## Exercise instructions
Could you pick up the news report below on the Philippines turning down EU aid and continue it from its last sentence?

## Text

MANILA - The Philippines said on Thursday (May 18) it will no longer accept development aid from the European Union due to the bloc's criticism of President Rodrigo Duterte’s controversial war on the narcotics trade.
Executive Secretary Salvador Medialdea told reporters the government decided to turn down 250 million euros (S$388 million) worth of aid to prevent the EU from using it to “interfere in the internal affairs” of the Philippines.
Most of that aid has been earmarked for projects meant to bolster talks to end nearly 50 years of Muslim rebellion in the war-torn southern Philippine island of Mindanao.
The conflict has killed 120,000, displaced 1 million, and stunted growth in one of the Philippines’ resource-rich regions.
Mr Medialdea said the decision to turn down EU aid is in line with “this administration’s independent foreign policy”. The Philippines does not want “certain sectors within the EU community to continuously interfere or question our government” on issues concerning human rights and Mr Duterte’s drugs war, he said.
Mr Duterte, 72, became president last year after promising to launch a bloody crackdown on crime.
Since he took office in June, police have reported killing about 2,700 suspected drug users and traffickers. More than 1,800 others have died in drug-related incidents, while over 5,700 other violent deaths are under investigation.
The EU has expressed concerns over these killings.
Mr Duterte has responded by calling then-UN chief Ban Ki Moon a "fool", and literally giving the EU the finger in one of his rambling news briefings.

## Data provided
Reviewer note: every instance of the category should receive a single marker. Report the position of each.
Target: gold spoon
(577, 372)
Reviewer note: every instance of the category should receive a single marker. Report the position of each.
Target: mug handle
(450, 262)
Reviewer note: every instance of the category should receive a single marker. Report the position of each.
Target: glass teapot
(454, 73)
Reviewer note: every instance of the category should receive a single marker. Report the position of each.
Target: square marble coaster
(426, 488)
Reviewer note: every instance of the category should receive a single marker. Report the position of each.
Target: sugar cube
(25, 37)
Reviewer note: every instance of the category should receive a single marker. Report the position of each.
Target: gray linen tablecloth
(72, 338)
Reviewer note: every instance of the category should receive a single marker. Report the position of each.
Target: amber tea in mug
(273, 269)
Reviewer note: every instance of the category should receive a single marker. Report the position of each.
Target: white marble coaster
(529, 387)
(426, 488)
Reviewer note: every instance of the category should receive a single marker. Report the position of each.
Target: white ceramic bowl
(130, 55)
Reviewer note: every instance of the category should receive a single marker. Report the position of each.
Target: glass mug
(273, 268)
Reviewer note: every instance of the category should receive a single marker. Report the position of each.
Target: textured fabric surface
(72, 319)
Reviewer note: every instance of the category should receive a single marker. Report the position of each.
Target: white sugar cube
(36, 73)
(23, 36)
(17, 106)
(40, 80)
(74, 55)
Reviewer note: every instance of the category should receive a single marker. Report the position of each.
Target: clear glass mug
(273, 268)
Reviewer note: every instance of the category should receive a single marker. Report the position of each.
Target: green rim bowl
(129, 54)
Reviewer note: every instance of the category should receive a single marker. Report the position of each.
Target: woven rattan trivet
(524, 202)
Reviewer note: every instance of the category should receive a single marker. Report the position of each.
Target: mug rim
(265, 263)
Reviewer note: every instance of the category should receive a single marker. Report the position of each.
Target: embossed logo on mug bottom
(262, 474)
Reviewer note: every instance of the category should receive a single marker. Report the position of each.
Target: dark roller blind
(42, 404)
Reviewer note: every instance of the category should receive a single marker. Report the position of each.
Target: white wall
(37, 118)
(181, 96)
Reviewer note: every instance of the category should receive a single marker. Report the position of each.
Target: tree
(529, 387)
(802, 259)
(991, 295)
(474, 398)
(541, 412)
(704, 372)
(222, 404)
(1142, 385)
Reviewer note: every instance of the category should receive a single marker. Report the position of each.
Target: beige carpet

## Response below
In March, the EU summoned the Philippine envoy in Brussels to explain an expletive-laden tirade by Mr Duterte threatening to hang EU officials opposing his bloody drug war.
"I will just be happy to hang you. If I have the preference, I'll hang all of you," Mr Duterte said at the time. "You are putting us down. You are exerting pressure in every country with the death penalty."
He also chastised the EU for suggesting "a health-based solution" to the Philippines’ drug problem, calling the proposal a “government-sponsored idiotic exercise”.
He claimed what the EU wanted was for the government to build clinics where methamphetamine, cocaine and heroin could be dispensed to addicts.
The EU denied his allegations, saying in a statement it has not "suggested, discussed, proposed or considered the use of any substitution drugs when treating addiction to methamphetamine ... or any other drug addiction in the Philippines".
Mr Duterte has denied condoning extrajudicial killings but has repeatedly threatened drug suspects with death. He has said he is ready to "rot in jail" to protect Filipinos from atrocious crimes linked to drugs.